*ПОСТАВЛЕННОЕ ЗАДАНИЕ:* Подсчитайте, в скольких строках ниже встречается слово «shrub», учитывая регистр букв. В ответе укажите только число.

_ _ _ _

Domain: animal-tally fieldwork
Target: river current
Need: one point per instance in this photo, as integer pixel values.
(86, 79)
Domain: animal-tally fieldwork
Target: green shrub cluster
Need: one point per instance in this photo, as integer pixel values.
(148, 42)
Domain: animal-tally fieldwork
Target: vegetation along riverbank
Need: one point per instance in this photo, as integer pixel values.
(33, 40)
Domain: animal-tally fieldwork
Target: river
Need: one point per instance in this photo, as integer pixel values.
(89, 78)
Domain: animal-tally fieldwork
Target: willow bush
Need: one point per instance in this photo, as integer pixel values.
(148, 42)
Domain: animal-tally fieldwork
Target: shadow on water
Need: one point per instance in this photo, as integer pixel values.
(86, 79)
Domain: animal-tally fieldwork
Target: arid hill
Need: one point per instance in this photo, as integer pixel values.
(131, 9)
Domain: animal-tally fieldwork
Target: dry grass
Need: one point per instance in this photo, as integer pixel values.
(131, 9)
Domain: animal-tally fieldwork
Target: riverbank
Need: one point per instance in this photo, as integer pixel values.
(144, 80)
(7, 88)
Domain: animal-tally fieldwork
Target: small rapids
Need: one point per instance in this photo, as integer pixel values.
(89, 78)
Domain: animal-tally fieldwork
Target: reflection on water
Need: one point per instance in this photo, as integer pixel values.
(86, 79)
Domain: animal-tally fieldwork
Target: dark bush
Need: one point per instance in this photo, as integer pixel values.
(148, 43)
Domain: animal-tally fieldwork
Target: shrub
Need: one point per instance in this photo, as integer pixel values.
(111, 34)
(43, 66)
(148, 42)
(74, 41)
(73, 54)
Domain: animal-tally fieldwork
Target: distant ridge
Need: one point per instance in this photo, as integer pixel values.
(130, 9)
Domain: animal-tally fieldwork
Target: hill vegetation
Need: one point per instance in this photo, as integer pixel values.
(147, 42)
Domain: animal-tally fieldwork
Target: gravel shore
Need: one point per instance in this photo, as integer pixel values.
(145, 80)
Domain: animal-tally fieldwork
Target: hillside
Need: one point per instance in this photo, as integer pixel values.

_ _ _ _

*РЕЗУЛЬТАТ УПРАЖНЕНИЯ:* 2